▸ **Text shown**:
+ + + + + + +

Ride to the Sun (first double century in old money)

Back in 2015, I rode the inaugural Ride to the Sun with a mate. This ride is an overnight trip from Carlisle to Cramond in Edinburgh, the aim being to arrive for sunrise at around 3:45am. This was a great ride, the antithesis of sportive riding – something which has never appealed to me.

In 2016, I was unable to attend, so wanted to do it again in 2017. Unfortunately its popularity had exploded, so it was impossible to get bike spaces on the train. This left me with two options – Brompton on the train, or attempt the double. 

I’d always wanted to attempt a double century but never got around to it. Some pretty long days on the Highland Trail, including a 24hr stint to finish, convinced me that I could ride many hours, and given that I could knock out a century in around 7hrs I figured the double was achievable.

I started writing a trip report but realised it was actually really boring words about a road ride. 

In short, I finished, 220 miles all in, and met Rich and Tom at the end. I didn’t take any pictures, couldn’t stay long at the rave due to midges. Well-fed, didn’t feel tired, could ride further in future. The end.


Highland Trail 2017 attempt (and success)

I really loved it this year, everything seemed to come together perfectly. I originally wrote this as a post on Bearbones but I’ve fleshed it out a bit and added pictures as it’s easier on here.

Day 1: lost maybe an hour on the Ben Alder climb with a tyre hole that wouldn’t seal, stuck in an anchovy and made a mental note to bring a pump that’s easier to use at higher pressure. Bivi after fish and chips, on the Great Glen Way.

A shot over Loch Ericht 

Day 2: Passed Tim sleeping in a bus shelter in Invermoriston. He couldn’t sleep easily on the tiny bench due to the risk of falling off, so tied himself to it with his tent. Expert level ingenuity!

+ + + + + + +

▸ **Information provided**:
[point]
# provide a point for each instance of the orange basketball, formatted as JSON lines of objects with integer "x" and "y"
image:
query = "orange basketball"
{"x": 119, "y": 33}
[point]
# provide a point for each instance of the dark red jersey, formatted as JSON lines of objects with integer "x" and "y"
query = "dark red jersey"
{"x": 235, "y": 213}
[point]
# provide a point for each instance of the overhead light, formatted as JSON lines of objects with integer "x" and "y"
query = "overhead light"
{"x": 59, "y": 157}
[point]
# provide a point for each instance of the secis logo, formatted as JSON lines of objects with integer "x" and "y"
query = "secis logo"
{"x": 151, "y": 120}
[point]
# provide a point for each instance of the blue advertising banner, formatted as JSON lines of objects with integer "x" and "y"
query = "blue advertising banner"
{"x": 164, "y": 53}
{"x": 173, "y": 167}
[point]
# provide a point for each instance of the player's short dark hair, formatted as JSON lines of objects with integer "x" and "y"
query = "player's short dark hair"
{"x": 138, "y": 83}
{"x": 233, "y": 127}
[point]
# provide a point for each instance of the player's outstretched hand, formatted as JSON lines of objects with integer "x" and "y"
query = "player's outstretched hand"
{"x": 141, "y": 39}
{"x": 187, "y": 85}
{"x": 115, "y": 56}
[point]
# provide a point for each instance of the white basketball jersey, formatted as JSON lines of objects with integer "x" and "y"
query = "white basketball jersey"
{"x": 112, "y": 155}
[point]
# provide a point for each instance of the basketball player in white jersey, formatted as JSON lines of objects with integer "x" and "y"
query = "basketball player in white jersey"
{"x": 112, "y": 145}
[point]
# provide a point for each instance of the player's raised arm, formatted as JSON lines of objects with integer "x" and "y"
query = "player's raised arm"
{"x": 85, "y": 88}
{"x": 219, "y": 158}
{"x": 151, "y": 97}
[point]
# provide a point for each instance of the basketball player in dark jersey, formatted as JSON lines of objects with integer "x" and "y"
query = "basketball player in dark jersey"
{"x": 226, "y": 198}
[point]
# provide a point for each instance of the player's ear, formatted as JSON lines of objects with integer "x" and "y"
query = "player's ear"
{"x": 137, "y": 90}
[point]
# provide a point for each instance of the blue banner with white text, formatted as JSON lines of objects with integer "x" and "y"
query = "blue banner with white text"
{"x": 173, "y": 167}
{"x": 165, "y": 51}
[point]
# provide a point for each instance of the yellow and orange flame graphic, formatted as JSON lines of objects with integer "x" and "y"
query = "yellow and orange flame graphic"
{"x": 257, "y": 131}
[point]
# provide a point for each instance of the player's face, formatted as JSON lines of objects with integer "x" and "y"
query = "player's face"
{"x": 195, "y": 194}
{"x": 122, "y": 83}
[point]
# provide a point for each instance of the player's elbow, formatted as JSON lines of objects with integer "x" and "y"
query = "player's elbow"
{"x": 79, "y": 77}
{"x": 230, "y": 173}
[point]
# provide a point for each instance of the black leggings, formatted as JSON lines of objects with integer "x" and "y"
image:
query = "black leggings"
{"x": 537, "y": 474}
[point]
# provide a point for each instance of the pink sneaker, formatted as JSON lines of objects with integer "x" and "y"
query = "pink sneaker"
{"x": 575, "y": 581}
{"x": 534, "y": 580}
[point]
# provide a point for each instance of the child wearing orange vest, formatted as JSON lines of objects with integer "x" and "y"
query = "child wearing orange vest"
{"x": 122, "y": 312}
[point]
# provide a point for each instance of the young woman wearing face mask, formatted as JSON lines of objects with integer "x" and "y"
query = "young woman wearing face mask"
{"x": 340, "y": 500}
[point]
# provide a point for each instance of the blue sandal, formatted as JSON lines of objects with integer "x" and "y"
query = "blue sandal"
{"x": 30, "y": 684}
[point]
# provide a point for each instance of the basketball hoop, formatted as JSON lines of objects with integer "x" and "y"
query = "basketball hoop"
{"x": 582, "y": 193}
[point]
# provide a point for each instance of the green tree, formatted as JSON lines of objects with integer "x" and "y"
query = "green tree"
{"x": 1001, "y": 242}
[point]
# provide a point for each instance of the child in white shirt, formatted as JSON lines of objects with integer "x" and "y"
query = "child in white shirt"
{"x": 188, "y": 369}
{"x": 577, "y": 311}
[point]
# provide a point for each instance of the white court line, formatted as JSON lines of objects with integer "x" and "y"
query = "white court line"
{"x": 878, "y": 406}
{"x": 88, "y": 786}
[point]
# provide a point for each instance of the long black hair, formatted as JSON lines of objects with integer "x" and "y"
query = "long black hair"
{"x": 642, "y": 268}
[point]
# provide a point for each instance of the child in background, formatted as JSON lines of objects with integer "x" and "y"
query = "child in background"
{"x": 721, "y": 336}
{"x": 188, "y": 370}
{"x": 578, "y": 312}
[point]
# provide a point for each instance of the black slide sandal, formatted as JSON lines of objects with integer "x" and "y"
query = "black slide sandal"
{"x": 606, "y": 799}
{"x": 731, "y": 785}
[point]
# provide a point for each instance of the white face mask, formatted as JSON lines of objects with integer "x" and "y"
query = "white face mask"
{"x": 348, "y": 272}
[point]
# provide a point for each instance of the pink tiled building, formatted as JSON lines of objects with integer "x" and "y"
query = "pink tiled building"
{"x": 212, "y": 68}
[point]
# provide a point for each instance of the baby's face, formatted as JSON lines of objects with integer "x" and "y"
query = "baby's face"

+ + + + + + +

▸ **Instruction**:
Pull from the cycling blog above, word for word, the passage that begins with the words containing "I started writing" and ends with "2017 attempt (and success)".

▸ **Complete output**:
I started writing a trip report but realised it was actually really boring words about a road ride. 

In short, I finished, 220 miles all in, and met Rich and Tom at the end. I didn’t take any pictures, couldn’t stay long at the rave due to midges. Well-fed, didn’t feel tired, could ride further in future. The end.


Highland Trail 2017 attempt (and success)